▶ _Selection_:
════════

Professor Sarah Franklin, the head of the sociology department at Cambridge, called the Home Office’s decision an “outrageous breach of common sense.” She said that the government’s immigration policy was damaging the very institutions it was trying to safeguard.

“The government, with its explicit policy of creating a hostile environment, is not having the intended effect of protecting the U.K., but it is having the opposite effect of undermining core institutions such as universities,” Professor Franklin said, citing a strategy put in place in 2012 by Theresa May, who was the home secretary at the time, that was meant to create “a hostile environment for illegal migration” in Britain.

Ms. Islam, 31, is originally from Aligarh, in northern India, and has lived in Britain since 2009. She has a string of academic successes to her name, including an award from the London School of Economics for her master’s degree and a Gates scholarship for her Ph.D. at Cambridge on gender and class in urban India.

Ms. Islam, whose student visa expires at the end of January, said she had been shocked and very upset by the rejection and would appeal the decision.

“For me, there are personal, professional, emotional and financial consequences that I am still in the process of taking account of,” Ms. Islam said. “Living with this kind of uncertainty is not nice at all.”

The Home Office did not comment directly on her case but said that each application was considered on an individual basis. The agency said that applications for permanent residency would be refused if an individual exceeded the 540-day limit.

Ms. Islam found out about the rejection last week and decided to speak out about her case by posting on Twitter.

Outrage about the decision spread quickly among the academic community and by Monday, the open letter had garnered more than 1,000 signatures. Ms. Islam said the outpouring of support was “heartening.”

In the open letter, Ms. Islam’s research was called “an asset to the U.K. and its academic community, yet her very success in academic fieldwork is now being held against her.”

Elise Burton, a close friend of Ms. Islam’s and a fellow researcher at Cambridge, who drafted the open letter last Friday, said in an interview that she was not surprised at how quickly many in the academic world had taken the opportunity to voice their disapproval.

“I know many others who have struggled with similar issues,” she said. “We are hoping to see broader change in the immigration system.”

The letter said that the reputation and competitiveness of British academic institutions could suffer because of decisions made by the Home Office in Ms. Islam’s case and in others like hers.

Harriet Truscott, a spokeswoman for Newnham College, Cambridge, where Ms. Islam studies, issued a similar warning. “Without talented academics like Dr. Islam, the University of Cambridge would not be a global leader in research,” she said.

════════

▶ _Supplied material_:
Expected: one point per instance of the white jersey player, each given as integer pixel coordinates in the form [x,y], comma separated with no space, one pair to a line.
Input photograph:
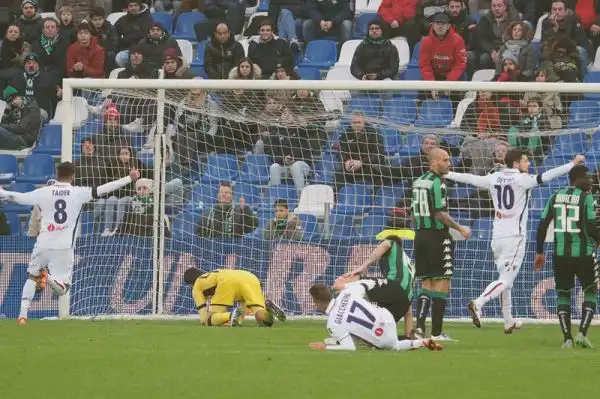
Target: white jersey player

════════

▶ _Task statement_:
In the article, list every person who is reported as saying something.

▶ _Solution for this problem_:
- Professor Sarah Franklin
- Ms. Islam
- Elise Burton
- Harriet Truscott